** begin Record list **
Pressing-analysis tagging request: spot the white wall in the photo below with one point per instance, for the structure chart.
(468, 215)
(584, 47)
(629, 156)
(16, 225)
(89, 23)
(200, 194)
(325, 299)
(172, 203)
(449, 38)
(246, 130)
** end Record list **
▶ [What you need to do] Copy every line of the rows above, requests included, and shift each coordinate in the answers by adding -60 to it.

▶ [Answer to this problem]
Pressing-analysis tagging request: spot the white wall in the photo below with one point per instance, for the structure chart.
(408, 155)
(524, -13)
(569, 96)
(-44, 165)
(29, -37)
(140, 134)
(265, 239)
(112, 143)
(389, -22)
(186, 70)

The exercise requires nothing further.